EXERCISE AIM: Repeat the lines below word for word, leaving out the pictures.

(Part of a data file)
-- START --
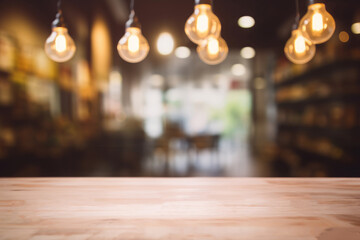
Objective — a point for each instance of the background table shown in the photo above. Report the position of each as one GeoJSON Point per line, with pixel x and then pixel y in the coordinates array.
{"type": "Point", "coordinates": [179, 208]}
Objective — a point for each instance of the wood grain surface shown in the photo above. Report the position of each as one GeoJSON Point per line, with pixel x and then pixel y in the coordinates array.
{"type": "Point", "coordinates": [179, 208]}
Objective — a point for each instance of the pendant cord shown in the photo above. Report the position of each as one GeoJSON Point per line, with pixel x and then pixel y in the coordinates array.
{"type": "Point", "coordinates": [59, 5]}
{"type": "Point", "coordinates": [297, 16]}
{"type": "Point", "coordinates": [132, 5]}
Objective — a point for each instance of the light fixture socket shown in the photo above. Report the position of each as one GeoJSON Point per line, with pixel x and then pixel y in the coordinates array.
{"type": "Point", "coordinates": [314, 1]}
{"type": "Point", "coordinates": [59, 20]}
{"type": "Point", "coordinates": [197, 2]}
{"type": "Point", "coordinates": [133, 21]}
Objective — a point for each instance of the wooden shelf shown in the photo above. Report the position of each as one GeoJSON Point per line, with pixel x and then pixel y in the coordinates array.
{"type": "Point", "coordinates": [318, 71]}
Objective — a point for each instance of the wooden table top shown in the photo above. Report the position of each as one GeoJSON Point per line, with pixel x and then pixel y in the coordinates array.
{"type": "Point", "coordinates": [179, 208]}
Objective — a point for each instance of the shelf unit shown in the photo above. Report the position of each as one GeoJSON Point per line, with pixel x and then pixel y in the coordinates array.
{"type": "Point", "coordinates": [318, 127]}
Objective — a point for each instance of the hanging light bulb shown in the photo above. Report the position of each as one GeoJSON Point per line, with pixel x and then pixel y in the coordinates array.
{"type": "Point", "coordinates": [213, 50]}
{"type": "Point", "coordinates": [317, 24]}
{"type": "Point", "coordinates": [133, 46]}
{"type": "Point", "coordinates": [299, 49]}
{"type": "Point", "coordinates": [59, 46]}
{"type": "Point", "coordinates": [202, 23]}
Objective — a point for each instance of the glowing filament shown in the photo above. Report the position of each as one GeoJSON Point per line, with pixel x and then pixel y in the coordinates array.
-- END --
WRITTEN SOLUTION:
Objective — a point for each instance of the background table shown in the photo above. Report the position of each as one GeoJSON Point per line, with pixel x and then pixel y in the coordinates array.
{"type": "Point", "coordinates": [179, 208]}
Objective — a point for each instance of the wood grain surface shown in the photo above. Report the position of each as one GeoJSON Point per line, with pixel x and then pixel y in the coordinates array.
{"type": "Point", "coordinates": [179, 208]}
Objective — a point for each instance of the pendant cord shown in the photo above. Report the position of each as one GeoJSON Point per line, with pixel x and then pixel y in the coordinates array.
{"type": "Point", "coordinates": [59, 5]}
{"type": "Point", "coordinates": [297, 16]}
{"type": "Point", "coordinates": [132, 5]}
Objective — a point for each instance of the light fixture socket shown in the photo above. Report the position of each as one GeoJSON Point per line, with pixel x and then pixel y in the coordinates array.
{"type": "Point", "coordinates": [314, 1]}
{"type": "Point", "coordinates": [59, 20]}
{"type": "Point", "coordinates": [197, 2]}
{"type": "Point", "coordinates": [133, 21]}
Objective — a point for each instance of the wooden shelf shown in the photo above. Report the position of each as one GeoJSON Point per line, with pixel x and then pixel y in the coordinates array.
{"type": "Point", "coordinates": [318, 71]}
Objective — a point for each instance of the wooden table top shown in the photo above. Report the position of each as one GeoJSON Point per line, with pixel x and then pixel y in the coordinates array.
{"type": "Point", "coordinates": [179, 208]}
Objective — a point for each instance of the shelf unit shown in the photo above. Report the position of each as one GeoJSON Point per line, with pixel x and then pixel y in the coordinates array.
{"type": "Point", "coordinates": [318, 127]}
Objective — a point for each instance of the hanging light bulb shown in the photo above. Report the position of each as one GeoJSON Point per line, with pixel x and then pixel y in the coordinates array.
{"type": "Point", "coordinates": [213, 50]}
{"type": "Point", "coordinates": [317, 24]}
{"type": "Point", "coordinates": [133, 46]}
{"type": "Point", "coordinates": [299, 49]}
{"type": "Point", "coordinates": [59, 46]}
{"type": "Point", "coordinates": [202, 23]}
Objective — a point for each instance of the glowing filament shown in the photo above. Report the position of each as one GeoJSON Point per line, with pixel x and then pixel y in the coordinates array.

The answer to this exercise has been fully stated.